Dataset entries
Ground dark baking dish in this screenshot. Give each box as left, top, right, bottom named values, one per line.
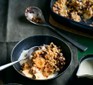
left=50, top=0, right=93, bottom=32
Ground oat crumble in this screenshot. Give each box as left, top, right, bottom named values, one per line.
left=21, top=42, right=66, bottom=79
left=53, top=0, right=93, bottom=22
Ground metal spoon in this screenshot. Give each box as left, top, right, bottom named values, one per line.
left=25, top=6, right=88, bottom=51
left=0, top=46, right=39, bottom=71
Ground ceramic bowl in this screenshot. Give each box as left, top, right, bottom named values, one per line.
left=11, top=35, right=72, bottom=80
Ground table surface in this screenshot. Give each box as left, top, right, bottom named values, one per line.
left=0, top=0, right=93, bottom=85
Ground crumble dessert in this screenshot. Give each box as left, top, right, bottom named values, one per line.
left=53, top=0, right=93, bottom=22
left=20, top=42, right=66, bottom=80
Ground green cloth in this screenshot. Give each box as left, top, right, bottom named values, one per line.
left=62, top=30, right=93, bottom=61
left=77, top=36, right=93, bottom=60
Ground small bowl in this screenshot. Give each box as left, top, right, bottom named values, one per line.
left=11, top=35, right=72, bottom=80
left=76, top=54, right=93, bottom=78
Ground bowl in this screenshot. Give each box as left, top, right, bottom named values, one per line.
left=50, top=0, right=93, bottom=32
left=11, top=35, right=72, bottom=80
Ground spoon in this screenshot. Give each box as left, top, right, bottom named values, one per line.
left=25, top=6, right=88, bottom=51
left=0, top=46, right=39, bottom=71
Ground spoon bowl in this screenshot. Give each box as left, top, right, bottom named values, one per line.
left=25, top=6, right=46, bottom=26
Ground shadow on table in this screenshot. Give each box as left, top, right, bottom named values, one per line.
left=18, top=15, right=31, bottom=25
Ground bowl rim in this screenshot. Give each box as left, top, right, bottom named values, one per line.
left=11, top=35, right=73, bottom=81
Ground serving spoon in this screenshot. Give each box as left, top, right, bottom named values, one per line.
left=25, top=6, right=88, bottom=51
left=0, top=46, right=39, bottom=71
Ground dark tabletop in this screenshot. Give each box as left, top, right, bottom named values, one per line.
left=0, top=0, right=93, bottom=85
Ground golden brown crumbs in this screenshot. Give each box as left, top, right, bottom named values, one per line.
left=32, top=17, right=43, bottom=23
left=53, top=0, right=93, bottom=22
left=21, top=42, right=66, bottom=79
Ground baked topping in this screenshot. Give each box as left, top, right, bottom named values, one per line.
left=21, top=42, right=66, bottom=79
left=53, top=0, right=93, bottom=22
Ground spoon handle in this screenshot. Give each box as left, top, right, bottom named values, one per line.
left=0, top=60, right=19, bottom=71
left=47, top=24, right=88, bottom=51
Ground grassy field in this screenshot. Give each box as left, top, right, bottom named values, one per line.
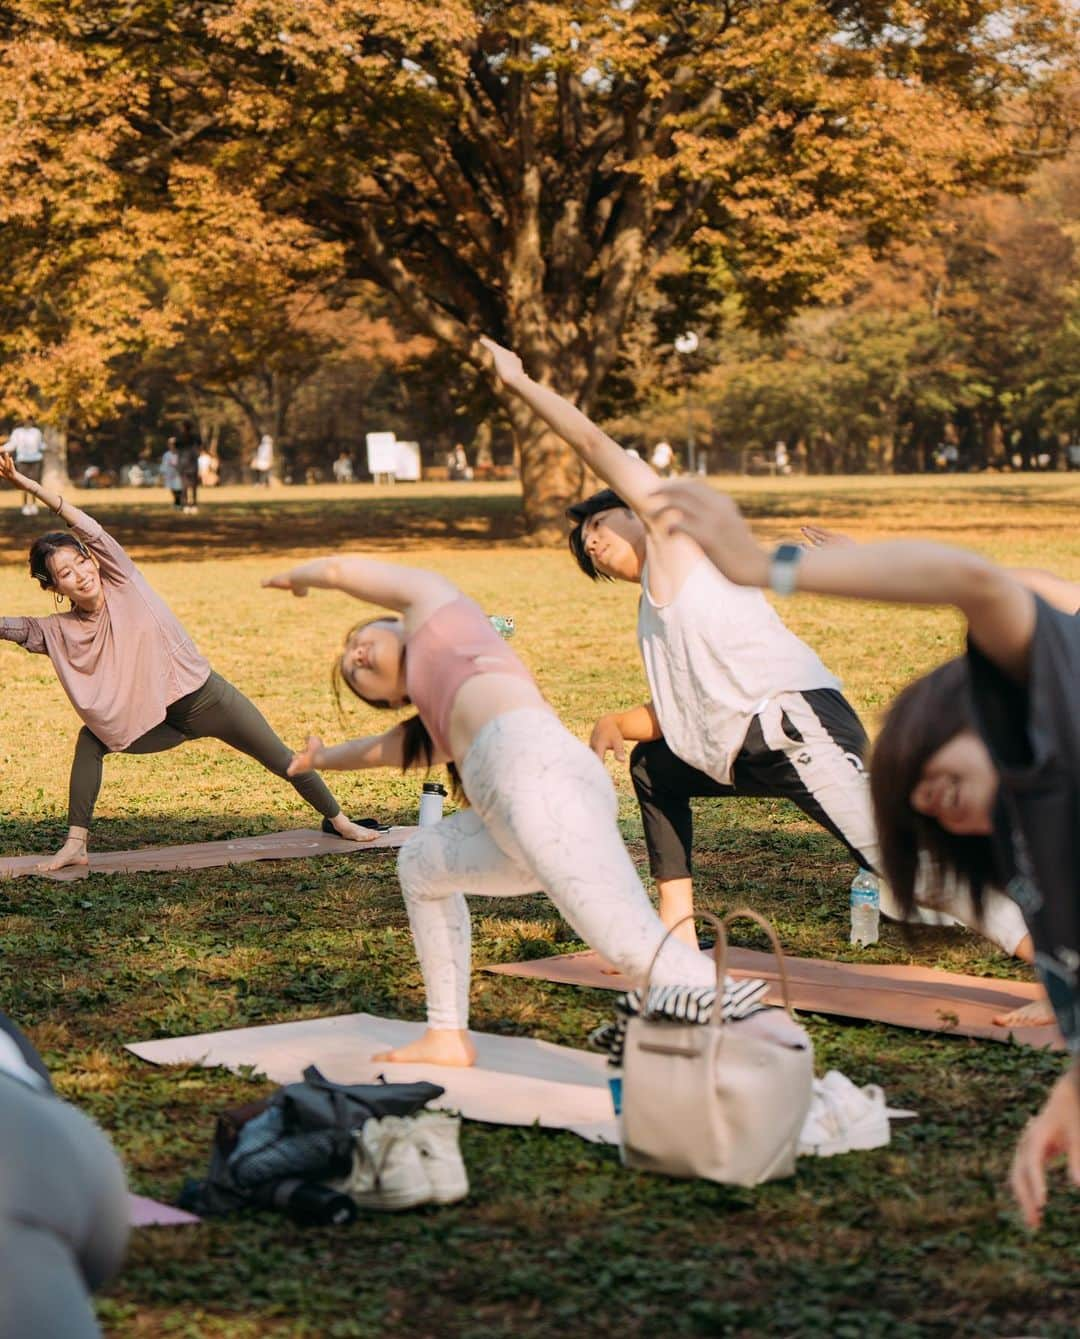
left=1, top=475, right=1078, bottom=1338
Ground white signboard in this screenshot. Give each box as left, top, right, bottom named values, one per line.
left=394, top=441, right=421, bottom=481
left=365, top=431, right=399, bottom=477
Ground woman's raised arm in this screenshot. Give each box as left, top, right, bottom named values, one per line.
left=480, top=337, right=665, bottom=519
left=263, top=555, right=455, bottom=625
left=0, top=452, right=81, bottom=527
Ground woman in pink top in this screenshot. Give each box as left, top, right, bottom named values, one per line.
left=264, top=553, right=801, bottom=1069
left=0, top=453, right=373, bottom=871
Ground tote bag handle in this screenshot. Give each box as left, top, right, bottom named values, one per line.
left=642, top=907, right=796, bottom=1024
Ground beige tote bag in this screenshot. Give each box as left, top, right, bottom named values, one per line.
left=620, top=909, right=813, bottom=1186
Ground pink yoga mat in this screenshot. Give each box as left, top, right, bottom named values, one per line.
left=0, top=824, right=413, bottom=882
left=128, top=1193, right=199, bottom=1227
left=484, top=949, right=1064, bottom=1051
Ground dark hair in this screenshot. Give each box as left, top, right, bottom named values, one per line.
left=870, top=657, right=995, bottom=922
left=331, top=616, right=462, bottom=795
left=565, top=488, right=630, bottom=581
left=28, top=532, right=91, bottom=590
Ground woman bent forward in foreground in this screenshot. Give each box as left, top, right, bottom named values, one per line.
left=265, top=554, right=804, bottom=1068
left=647, top=478, right=1080, bottom=1229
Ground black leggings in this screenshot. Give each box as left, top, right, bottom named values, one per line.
left=68, top=671, right=341, bottom=830
left=630, top=689, right=877, bottom=882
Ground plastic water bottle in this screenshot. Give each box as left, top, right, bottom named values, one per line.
left=849, top=869, right=880, bottom=947
left=418, top=781, right=447, bottom=827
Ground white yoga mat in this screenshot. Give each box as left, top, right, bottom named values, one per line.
left=126, top=1013, right=619, bottom=1145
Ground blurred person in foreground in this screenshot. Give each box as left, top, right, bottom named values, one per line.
left=646, top=477, right=1080, bottom=1229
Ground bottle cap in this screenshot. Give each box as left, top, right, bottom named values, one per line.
left=422, top=781, right=448, bottom=795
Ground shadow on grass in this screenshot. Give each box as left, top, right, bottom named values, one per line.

- _What to do_
Each entry above should be written out again exactly, without its pictures.

- _Written response_
Ground dark baking dish in this screenshot. Give each box as left, top, right, bottom named values, one per line.
left=50, top=0, right=93, bottom=32
Ground oat crumble in this screenshot. Give each box as left, top, right, bottom named values, one per line.
left=21, top=42, right=66, bottom=79
left=53, top=0, right=93, bottom=22
Ground metal spoon in this screenshot. Give each box as left, top, right, bottom named values, one per line.
left=25, top=6, right=88, bottom=51
left=0, top=46, right=39, bottom=71
Ground ceramic bowl in this screenshot. Give each box as left, top, right, bottom named values, one per line.
left=11, top=35, right=72, bottom=80
Ground table surface in this screenshot. Give each box as left, top, right, bottom named values, one per line.
left=0, top=0, right=93, bottom=85
Ground crumble dessert in this screenshot. Give each box as left, top, right, bottom named values, one per line.
left=53, top=0, right=93, bottom=22
left=20, top=42, right=66, bottom=80
Ground green cloth in this screenshot. Give each box as left, top, right, bottom named values, one per line.
left=62, top=30, right=93, bottom=61
left=77, top=36, right=93, bottom=60
Ground small bowl in this screenshot. Give each box as left, top, right, bottom named values, one per line.
left=11, top=35, right=72, bottom=80
left=76, top=54, right=93, bottom=78
Ground bowl in this screenshot. Give each box as left, top, right, bottom named values, one per line.
left=50, top=0, right=93, bottom=32
left=11, top=35, right=72, bottom=80
Ground spoon in this screenshot. Give each box as left, top, right, bottom named values, one per line.
left=25, top=6, right=88, bottom=51
left=0, top=46, right=39, bottom=71
Ground spoon bowl in this screenshot. Give each box as left, top, right, bottom named values, one per line.
left=25, top=6, right=46, bottom=26
Ground shadow on table in this screenshot. Give each box as left, top, right, bottom named values, one per line.
left=18, top=15, right=31, bottom=25
Ground bowl rim in this screenshot. Give each box as left, top, right, bottom named values, one per line.
left=11, top=35, right=73, bottom=81
Ground serving spoon in this screenshot. Give each box as left, top, right, bottom named values, one per line.
left=25, top=6, right=88, bottom=51
left=0, top=46, right=39, bottom=71
Ground dark tabletop in this screenshot. Give each box as left, top, right, bottom named values, one per line.
left=0, top=0, right=93, bottom=85
Ground golden brown crumbs in this screenshot. Give each box as left, top, right, bottom named values, one per line.
left=32, top=17, right=43, bottom=23
left=53, top=0, right=93, bottom=22
left=21, top=42, right=66, bottom=79
Ground baked topping in this screenshot. Give each box as left, top, right, bottom named values, one per line.
left=21, top=42, right=66, bottom=79
left=53, top=0, right=93, bottom=22
Ground spoon handle in this screenshot. Give each box as left, top, right, bottom named values, one per line.
left=0, top=60, right=19, bottom=71
left=47, top=24, right=88, bottom=51
Ground grassy field in this screenshot. Give each box as left, top, right, bottom named values, one per line.
left=1, top=475, right=1078, bottom=1338
Ground white signboard in this screenshot. Give each box as left, top, right, bottom named values, one per line.
left=394, top=441, right=421, bottom=481
left=365, top=431, right=399, bottom=477
Ground woman's raised arm in this screenshot. Give each box as left, top, right, bottom named values, one per line.
left=480, top=337, right=665, bottom=519
left=263, top=555, right=455, bottom=625
left=0, top=452, right=81, bottom=527
Ground woman in pink top in this screenshot. Give each box as left, top, right, bottom named values, one per line.
left=264, top=553, right=801, bottom=1069
left=0, top=453, right=373, bottom=871
Ground tote bag handle in this screenshot. Give each box as left, top, right, bottom named values, one per line.
left=642, top=907, right=796, bottom=1024
Ground beige tote bag in this screenshot. Give each box as left, top, right, bottom named values, one per line.
left=620, top=909, right=813, bottom=1186
Ground pink yoga mat in this screenshot. Give each box as left, top, right, bottom named values, one per line.
left=0, top=824, right=413, bottom=882
left=128, top=1193, right=199, bottom=1227
left=484, top=949, right=1064, bottom=1051
Ground dark hair in this screenshot. Give each box as left, top, right, bottom named values, one per line.
left=870, top=657, right=995, bottom=922
left=331, top=616, right=462, bottom=795
left=565, top=488, right=630, bottom=581
left=28, top=532, right=91, bottom=590
Ground woman bent forward in foreground in this screenshot. Give each box as left, top, right, bottom named values, one per line.
left=265, top=554, right=804, bottom=1068
left=647, top=478, right=1080, bottom=1229
Ground black leggings in this screenshot. Give each box as left, top, right, bottom named values, one per line.
left=68, top=671, right=341, bottom=830
left=630, top=689, right=877, bottom=882
Ground plastic water bottle in this screenshot. Give each box as left, top, right, bottom named values, one per line.
left=849, top=869, right=880, bottom=947
left=418, top=781, right=447, bottom=827
Ground white yoga mat in this screenshot. Give each box as left, top, right, bottom named values, one per line.
left=126, top=1013, right=619, bottom=1145
Ground blurred person in foreground in this screenshot. Give each box as left, top, right, bottom named values, one per line.
left=646, top=477, right=1080, bottom=1229
Ground bottle cap in this screenshot. Give each box as left, top, right, bottom named values, one per line.
left=422, top=781, right=448, bottom=795
Ground shadow on grass in this screenshot. Give each box as left, top, right, bottom named values, one per line.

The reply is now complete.